Exercise description —
When a line of the entries below contains "branch", it counts once; state how many such lines there are and nothing else.

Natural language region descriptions
* * * * *

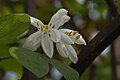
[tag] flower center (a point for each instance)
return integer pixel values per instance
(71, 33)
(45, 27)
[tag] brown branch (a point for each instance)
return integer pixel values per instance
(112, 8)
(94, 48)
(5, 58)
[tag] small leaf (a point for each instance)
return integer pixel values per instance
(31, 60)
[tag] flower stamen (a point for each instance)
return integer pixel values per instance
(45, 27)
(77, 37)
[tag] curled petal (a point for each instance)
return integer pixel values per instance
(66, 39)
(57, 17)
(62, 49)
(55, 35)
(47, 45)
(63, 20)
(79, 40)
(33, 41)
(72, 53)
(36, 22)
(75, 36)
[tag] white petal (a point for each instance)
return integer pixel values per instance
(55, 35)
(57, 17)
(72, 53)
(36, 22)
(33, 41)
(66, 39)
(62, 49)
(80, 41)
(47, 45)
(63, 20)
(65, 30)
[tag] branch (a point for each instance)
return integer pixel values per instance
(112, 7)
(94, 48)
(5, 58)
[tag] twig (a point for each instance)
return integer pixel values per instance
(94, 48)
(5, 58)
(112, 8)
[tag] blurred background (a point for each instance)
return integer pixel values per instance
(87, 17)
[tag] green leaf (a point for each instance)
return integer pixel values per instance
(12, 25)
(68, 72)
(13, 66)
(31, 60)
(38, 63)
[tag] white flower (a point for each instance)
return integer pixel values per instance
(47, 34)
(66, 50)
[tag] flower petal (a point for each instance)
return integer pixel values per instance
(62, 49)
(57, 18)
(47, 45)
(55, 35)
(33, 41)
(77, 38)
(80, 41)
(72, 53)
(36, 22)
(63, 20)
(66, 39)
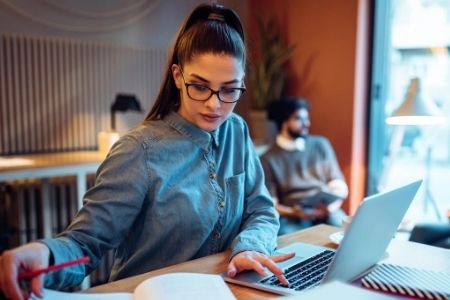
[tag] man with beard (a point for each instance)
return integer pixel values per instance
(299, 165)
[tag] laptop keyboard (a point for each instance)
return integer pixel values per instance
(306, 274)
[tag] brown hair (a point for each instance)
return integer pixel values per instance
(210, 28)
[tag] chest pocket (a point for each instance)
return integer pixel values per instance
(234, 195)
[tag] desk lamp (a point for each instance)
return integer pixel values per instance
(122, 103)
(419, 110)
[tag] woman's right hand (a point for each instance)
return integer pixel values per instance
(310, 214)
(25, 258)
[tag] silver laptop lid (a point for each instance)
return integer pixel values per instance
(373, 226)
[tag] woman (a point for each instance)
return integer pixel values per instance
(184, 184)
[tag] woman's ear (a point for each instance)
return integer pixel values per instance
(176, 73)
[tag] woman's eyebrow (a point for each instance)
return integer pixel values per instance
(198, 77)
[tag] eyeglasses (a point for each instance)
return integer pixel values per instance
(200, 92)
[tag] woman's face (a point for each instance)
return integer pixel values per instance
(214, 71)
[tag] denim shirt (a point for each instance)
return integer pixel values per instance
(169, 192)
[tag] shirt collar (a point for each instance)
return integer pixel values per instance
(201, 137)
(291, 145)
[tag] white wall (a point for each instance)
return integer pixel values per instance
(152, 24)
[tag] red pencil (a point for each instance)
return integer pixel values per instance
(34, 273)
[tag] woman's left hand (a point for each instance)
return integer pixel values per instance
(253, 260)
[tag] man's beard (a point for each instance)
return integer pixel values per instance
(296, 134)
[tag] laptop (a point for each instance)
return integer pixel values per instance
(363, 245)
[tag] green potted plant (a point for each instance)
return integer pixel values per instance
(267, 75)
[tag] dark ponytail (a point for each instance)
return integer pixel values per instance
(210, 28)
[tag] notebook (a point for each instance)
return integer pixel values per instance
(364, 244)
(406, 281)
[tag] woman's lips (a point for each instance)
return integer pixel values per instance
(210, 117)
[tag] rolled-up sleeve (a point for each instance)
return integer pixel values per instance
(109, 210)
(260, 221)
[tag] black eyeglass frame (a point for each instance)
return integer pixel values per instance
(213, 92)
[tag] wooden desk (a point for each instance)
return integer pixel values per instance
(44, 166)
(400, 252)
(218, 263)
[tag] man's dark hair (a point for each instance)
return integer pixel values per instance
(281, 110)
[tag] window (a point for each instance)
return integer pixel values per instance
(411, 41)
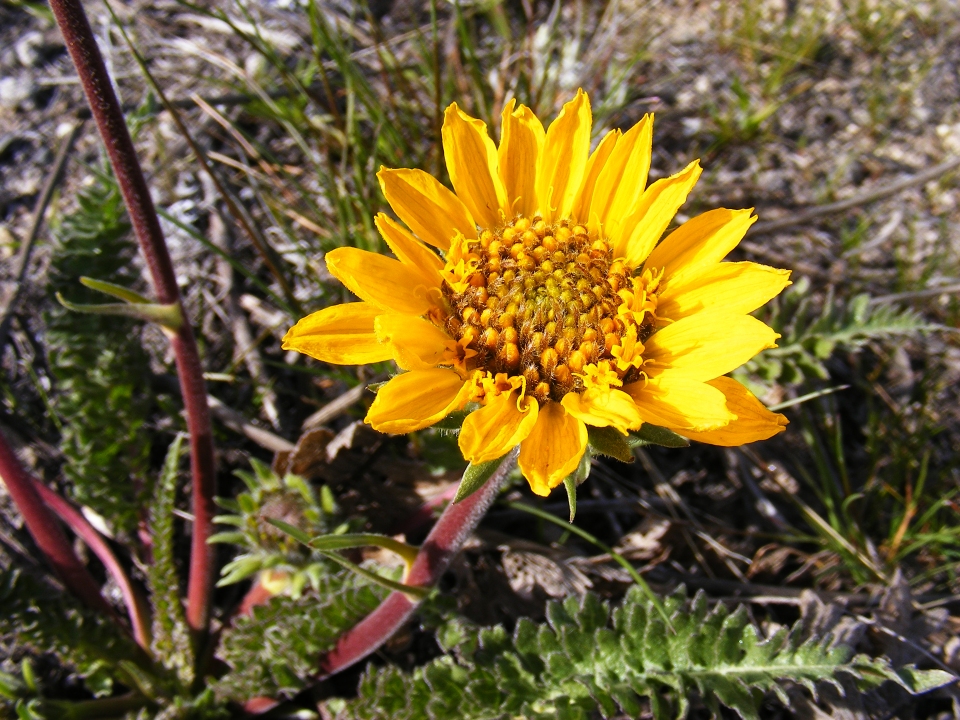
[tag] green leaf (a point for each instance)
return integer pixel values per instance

* * * * *

Exercise answer —
2